**** Excerpted records ****
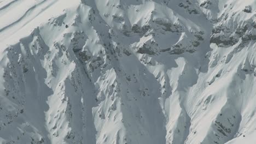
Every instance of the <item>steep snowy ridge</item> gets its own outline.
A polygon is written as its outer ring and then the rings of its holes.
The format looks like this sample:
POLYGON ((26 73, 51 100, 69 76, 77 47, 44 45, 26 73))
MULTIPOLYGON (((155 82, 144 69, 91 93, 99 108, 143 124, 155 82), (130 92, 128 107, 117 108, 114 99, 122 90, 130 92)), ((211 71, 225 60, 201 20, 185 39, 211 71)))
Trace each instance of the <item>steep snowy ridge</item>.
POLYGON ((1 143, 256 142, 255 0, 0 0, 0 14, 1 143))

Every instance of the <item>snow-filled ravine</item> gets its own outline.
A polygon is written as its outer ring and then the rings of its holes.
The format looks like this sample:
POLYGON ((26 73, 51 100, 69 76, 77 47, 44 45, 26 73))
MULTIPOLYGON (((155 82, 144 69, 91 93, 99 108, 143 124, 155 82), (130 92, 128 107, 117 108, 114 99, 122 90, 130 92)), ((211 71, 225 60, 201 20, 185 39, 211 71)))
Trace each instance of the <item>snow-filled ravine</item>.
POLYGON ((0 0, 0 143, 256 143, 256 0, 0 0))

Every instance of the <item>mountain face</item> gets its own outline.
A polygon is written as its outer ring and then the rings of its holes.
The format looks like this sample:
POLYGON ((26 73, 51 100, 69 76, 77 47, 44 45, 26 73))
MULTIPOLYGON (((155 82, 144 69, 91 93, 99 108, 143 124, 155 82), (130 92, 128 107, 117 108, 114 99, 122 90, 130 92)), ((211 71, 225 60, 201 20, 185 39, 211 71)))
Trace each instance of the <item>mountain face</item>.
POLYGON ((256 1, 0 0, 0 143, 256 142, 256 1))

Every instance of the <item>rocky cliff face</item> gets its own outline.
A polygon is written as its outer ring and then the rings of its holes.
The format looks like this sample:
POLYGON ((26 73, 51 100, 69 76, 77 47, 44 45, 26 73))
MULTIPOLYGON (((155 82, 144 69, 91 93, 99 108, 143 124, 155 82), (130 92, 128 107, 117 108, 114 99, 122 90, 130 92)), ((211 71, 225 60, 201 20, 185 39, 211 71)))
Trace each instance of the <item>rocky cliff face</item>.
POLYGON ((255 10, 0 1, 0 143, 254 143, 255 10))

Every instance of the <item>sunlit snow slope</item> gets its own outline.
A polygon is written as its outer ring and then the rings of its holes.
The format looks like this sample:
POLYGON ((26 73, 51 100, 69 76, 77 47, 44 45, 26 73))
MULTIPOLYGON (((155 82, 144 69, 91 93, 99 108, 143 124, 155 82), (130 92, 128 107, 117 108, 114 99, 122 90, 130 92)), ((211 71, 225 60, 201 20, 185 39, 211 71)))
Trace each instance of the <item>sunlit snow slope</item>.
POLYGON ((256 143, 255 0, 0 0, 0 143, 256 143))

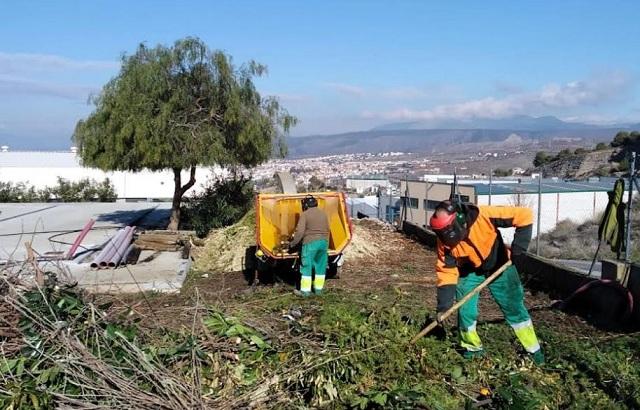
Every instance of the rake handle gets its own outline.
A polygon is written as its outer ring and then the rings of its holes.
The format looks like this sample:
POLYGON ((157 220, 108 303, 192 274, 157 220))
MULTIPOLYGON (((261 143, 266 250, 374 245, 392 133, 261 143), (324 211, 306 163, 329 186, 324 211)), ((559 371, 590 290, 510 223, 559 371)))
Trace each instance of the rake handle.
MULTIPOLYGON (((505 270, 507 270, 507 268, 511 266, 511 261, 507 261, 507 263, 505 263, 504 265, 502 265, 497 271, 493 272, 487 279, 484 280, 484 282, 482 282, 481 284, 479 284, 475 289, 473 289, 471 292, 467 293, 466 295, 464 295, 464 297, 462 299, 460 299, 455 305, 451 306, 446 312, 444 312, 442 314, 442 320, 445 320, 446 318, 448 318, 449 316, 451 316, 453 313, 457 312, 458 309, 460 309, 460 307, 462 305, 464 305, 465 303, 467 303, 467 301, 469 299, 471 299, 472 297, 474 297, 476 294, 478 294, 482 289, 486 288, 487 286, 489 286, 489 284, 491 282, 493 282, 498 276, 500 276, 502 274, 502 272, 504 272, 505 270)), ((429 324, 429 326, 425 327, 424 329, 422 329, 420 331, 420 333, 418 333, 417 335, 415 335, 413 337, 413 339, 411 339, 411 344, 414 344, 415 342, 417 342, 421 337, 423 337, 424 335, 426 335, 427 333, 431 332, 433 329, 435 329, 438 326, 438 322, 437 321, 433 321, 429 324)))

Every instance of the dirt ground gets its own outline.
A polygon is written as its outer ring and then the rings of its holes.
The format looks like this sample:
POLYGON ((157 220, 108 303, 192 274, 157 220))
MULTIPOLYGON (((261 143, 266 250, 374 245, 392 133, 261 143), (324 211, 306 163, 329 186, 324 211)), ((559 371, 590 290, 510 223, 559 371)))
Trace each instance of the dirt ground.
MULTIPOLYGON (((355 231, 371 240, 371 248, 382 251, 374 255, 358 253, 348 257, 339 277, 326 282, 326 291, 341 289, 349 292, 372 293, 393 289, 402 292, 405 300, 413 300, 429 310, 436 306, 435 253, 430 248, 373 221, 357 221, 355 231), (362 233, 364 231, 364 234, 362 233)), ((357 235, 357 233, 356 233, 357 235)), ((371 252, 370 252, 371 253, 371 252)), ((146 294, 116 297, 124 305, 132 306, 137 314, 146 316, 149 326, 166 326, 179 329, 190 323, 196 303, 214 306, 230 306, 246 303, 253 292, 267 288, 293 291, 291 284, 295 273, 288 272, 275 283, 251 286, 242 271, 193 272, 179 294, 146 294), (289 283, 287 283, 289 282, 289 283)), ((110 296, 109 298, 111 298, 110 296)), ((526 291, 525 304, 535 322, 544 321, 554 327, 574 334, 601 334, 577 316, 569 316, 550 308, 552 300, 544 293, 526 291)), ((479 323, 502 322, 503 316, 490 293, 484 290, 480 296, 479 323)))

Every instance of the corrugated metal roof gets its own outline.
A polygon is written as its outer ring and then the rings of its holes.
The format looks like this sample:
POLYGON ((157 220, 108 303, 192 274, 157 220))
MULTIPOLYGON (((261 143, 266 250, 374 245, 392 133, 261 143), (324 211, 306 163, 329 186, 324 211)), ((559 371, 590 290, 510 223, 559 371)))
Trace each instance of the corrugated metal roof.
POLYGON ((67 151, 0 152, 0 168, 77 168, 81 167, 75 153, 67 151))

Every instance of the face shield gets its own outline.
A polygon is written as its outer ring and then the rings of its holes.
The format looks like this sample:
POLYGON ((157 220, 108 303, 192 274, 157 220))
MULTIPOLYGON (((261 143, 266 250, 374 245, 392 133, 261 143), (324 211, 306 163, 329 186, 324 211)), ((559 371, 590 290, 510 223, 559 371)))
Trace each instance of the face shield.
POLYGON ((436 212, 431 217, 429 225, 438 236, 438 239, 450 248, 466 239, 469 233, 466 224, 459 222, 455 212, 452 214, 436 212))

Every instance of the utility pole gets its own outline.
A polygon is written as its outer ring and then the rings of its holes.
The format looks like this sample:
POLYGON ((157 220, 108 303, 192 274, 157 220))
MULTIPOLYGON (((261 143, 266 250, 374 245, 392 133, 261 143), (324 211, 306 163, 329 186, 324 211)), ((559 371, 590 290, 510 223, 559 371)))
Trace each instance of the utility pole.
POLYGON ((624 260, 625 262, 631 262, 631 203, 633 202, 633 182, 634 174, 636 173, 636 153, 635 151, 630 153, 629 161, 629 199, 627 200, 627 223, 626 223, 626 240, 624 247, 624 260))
****
_Stated task_
Rewrite the stretch from the start of the listing through the line containing "POLYGON ((0 0, 0 143, 256 143, 256 0, 0 0))", requests included. Adjust every coordinate in the answer outlines by -97, keep the requests and their format samples unchanged, and leave the pictures out.

_Result of this task_
Every instance of the <item>steep snowy ridge</item> gets its own outline.
A polygon is written as its outer ring and then the rings of its holes.
The format looks like this sample:
POLYGON ((26 73, 51 100, 69 76, 77 47, 44 45, 26 73))
MULTIPOLYGON (((155 82, 144 69, 91 93, 99 108, 143 124, 155 82), (130 92, 128 107, 117 108, 114 99, 122 90, 130 92)), ((211 71, 225 60, 201 20, 185 39, 211 71)))
Trace each instance of the <item>steep snowy ridge</item>.
POLYGON ((-96 46, 159 45, 158 -97, -97 -97, -97 -83, -96 46))

Every instance of the <item>snow-filled ravine</item> gets its own outline.
A polygon is written as its outer ring and then the rings of its holes.
The format looks like this sample:
POLYGON ((26 73, 51 100, 69 76, 77 47, 44 45, 26 73))
MULTIPOLYGON (((155 82, 144 69, 91 93, 99 108, 143 124, 155 82), (130 92, 128 107, 117 108, 114 99, 122 90, 130 92)), ((211 71, 225 60, 201 20, 185 39, 211 71)))
Trace each instance of the <item>snow-filled ravine</item>.
POLYGON ((-97 -97, -97 46, 159 46, 159 -97, -97 -97))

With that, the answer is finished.